Sensing Place/Placing Sense 2: Accountability Technologies

I am attending Ars Electronica: The Big Picture in Linz, Austria. This is a festival for Art, Technology and Society. If you are interested to know a bit more about the festival, then don’t watch this useless trailer:

[youtube=http://www.youtube.com/watch?v=YfRaIbNX5PU]

Look at the program instead or check out their newly launched and fabulous archive.

One of the symposia I attended was titled Sensing Place/Placing Sense II. It consisted of three panels: Collect, Communicate and Compel. The session was introduced as follows:

A growing part of the general public is concerned that cities are planned and governed in a responsible way. In the contemporary information society, however, the democratic obligation of the citizens to rigorously inform themselves so that they can participate in public affairs has become impossible to fulfill. Rather than submitting to the opinions of self-proclaimed experts, citizens need new ways to make sense of what is going on around them. Accountability technologies stand for new innovative approaches to bottom-up governance: technologies to monitor those in power to make sure that they are held accountable for their actions. Accountability technologies are designed to support coordinated data collection, analysis and communication to achieve social change. The past years saw many examples dedicated to this concern: citizen sensing of traffic noise or congestion, pollution; monitoring of mobility infrastructures and urban energy consumption; whistleblowers revealing corruption and misuse of power. We are interested in such projects and technologies that have succeeded in making an impact on the reality of the city. We are interested in the motivations, strategies and tactics of the people who create and use these technologies. We are also interested in the role of representation – does it make a difference how information is presented? How can data generated by citizens interface with official structures and put into action?

Below my notes and quick thoughts on what was discussed.

PROBLEMS AND TASKS ::
• 1. Answer these questions from the Ars Electronica post:
(a) In which city and country is the festival being held?
(b) What were the three panels of the Sensing Place/Placing Sense II symposium called?
(c) According to the session introduction, what are accountability technologies designed to support?
• 2. Return every line of the entries that contains the word "motorboat". Case counts.

[Pointing dataset records]
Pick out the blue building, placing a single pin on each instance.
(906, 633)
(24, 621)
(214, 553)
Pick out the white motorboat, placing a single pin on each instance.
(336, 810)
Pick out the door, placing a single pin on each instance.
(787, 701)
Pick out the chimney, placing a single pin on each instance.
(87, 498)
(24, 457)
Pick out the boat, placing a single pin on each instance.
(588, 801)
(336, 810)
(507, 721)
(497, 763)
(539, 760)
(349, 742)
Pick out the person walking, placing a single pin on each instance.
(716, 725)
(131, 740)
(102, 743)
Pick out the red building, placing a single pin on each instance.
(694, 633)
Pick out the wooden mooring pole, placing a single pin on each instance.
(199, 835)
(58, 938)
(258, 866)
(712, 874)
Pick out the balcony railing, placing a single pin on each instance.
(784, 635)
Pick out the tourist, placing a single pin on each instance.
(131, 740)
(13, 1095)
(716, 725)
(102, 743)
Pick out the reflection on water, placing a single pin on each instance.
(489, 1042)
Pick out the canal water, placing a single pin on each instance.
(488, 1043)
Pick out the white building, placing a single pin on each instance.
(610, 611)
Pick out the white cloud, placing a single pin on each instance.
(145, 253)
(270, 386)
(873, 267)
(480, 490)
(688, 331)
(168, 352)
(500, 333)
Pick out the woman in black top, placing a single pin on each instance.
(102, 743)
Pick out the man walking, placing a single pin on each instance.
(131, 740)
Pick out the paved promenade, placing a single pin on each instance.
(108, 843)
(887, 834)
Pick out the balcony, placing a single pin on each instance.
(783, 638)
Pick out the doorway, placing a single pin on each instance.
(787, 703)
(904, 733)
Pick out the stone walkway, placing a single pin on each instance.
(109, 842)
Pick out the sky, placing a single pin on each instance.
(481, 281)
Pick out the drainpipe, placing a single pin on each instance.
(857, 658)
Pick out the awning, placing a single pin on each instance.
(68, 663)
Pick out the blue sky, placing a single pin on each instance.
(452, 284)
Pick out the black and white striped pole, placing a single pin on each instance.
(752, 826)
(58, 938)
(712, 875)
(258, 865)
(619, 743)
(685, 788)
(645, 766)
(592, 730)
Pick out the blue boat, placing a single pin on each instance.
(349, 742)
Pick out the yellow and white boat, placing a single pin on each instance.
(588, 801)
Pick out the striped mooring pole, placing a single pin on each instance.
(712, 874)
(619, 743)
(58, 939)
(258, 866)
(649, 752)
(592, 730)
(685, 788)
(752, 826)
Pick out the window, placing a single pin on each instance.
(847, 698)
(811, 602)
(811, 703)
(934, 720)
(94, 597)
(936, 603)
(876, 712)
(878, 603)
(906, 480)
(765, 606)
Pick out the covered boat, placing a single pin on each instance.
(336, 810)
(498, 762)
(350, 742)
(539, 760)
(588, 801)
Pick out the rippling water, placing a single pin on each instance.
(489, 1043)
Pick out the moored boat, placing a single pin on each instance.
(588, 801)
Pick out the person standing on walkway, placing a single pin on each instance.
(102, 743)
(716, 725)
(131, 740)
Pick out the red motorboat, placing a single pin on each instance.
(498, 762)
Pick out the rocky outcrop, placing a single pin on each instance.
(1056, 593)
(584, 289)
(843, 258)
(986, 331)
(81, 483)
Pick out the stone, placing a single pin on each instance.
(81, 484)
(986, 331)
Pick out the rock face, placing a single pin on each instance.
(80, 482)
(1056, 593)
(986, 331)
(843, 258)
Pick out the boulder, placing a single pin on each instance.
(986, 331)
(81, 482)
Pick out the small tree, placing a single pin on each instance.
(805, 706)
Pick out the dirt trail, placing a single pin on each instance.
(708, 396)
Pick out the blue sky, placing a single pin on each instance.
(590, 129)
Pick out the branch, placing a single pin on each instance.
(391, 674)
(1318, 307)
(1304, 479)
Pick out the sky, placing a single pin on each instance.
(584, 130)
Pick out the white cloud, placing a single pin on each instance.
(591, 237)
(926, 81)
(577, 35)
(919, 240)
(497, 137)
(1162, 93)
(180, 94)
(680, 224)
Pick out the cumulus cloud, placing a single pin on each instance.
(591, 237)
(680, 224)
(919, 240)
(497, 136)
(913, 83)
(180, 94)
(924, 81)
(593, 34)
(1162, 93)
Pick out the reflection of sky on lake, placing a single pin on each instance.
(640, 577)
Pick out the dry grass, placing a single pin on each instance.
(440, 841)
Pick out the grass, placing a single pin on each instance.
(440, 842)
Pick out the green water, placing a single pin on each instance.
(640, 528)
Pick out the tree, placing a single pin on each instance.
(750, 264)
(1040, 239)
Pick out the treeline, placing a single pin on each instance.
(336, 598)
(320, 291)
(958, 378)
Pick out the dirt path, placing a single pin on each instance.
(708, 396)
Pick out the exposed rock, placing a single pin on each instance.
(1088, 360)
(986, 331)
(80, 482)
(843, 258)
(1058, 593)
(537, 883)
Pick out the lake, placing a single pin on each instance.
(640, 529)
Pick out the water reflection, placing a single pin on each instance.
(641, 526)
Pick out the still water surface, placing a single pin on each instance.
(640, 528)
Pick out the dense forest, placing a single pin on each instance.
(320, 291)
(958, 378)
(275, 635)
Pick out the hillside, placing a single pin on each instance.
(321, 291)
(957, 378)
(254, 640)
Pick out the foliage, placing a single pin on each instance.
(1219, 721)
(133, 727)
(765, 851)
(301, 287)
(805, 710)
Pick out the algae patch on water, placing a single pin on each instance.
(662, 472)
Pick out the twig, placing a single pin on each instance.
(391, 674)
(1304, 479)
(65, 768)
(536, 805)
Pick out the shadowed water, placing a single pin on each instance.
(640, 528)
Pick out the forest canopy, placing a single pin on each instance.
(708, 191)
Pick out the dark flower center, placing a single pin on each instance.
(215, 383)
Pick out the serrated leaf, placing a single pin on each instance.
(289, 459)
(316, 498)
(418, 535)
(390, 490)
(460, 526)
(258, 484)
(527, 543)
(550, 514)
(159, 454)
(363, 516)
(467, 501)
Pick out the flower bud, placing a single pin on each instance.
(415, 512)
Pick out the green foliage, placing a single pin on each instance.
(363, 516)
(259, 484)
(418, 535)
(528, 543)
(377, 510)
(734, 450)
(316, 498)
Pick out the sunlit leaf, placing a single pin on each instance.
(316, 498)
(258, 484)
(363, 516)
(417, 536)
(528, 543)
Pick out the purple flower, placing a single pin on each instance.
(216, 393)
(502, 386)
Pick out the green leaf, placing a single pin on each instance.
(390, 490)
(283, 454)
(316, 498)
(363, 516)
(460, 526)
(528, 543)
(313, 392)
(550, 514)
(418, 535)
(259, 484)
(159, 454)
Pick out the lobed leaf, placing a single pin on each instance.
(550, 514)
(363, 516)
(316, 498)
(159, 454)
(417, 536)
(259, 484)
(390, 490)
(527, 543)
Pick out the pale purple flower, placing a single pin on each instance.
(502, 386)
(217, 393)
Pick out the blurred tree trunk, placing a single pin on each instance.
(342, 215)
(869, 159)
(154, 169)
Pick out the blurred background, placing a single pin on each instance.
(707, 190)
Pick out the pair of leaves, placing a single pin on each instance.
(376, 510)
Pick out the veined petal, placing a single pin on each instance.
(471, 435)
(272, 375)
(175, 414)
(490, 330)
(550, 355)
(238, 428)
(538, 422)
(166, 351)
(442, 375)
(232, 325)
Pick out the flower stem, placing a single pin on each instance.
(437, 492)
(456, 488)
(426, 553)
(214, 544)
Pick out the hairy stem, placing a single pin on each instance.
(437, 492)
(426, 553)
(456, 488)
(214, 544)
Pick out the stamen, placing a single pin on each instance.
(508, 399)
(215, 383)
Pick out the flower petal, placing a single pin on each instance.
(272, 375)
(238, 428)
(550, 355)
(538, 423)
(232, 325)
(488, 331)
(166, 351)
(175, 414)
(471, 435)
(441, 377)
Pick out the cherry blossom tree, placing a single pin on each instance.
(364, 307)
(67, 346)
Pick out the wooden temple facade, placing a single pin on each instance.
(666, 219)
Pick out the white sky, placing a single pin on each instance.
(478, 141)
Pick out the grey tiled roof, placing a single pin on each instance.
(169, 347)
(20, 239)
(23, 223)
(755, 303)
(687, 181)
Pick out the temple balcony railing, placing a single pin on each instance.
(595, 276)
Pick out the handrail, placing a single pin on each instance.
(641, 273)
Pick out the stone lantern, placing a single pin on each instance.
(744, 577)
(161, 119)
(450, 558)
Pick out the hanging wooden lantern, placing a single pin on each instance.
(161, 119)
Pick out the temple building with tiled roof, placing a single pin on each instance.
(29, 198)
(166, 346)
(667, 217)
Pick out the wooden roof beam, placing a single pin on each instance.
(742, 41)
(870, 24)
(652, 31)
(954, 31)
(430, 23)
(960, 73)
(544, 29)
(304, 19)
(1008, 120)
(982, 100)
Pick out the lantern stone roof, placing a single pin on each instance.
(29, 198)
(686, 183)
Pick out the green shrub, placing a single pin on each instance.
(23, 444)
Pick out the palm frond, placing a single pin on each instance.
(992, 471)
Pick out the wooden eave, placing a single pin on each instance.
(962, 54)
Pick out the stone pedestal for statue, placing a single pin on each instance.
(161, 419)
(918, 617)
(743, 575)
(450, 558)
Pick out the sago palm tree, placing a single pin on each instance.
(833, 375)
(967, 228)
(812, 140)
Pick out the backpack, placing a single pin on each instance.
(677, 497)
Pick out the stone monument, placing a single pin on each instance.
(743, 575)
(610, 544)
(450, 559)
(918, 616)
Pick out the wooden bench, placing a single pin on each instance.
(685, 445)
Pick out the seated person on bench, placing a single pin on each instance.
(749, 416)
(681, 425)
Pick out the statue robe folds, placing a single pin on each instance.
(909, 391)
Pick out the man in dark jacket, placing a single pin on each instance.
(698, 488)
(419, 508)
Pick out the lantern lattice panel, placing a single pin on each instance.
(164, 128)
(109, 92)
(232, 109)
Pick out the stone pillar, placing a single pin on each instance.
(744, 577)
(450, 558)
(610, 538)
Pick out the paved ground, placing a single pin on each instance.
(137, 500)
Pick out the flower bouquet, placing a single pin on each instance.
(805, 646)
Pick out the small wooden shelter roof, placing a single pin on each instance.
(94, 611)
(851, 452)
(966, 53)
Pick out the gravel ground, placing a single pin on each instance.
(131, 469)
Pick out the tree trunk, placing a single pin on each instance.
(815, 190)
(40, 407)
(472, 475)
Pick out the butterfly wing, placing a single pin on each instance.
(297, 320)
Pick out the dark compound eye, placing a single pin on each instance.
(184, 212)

ANSWERS FOR THE TASKS ::
• 1.
(a) Linz, Austria.
(b) Collect, Communicate and Compel.
(c) Coordinated data collection, analysis and communication to achieve social change.

• 2.
Pick out the white motorboat, placing a single pin on each instance.
Pick out the red motorboat, placing a single pin on each instance.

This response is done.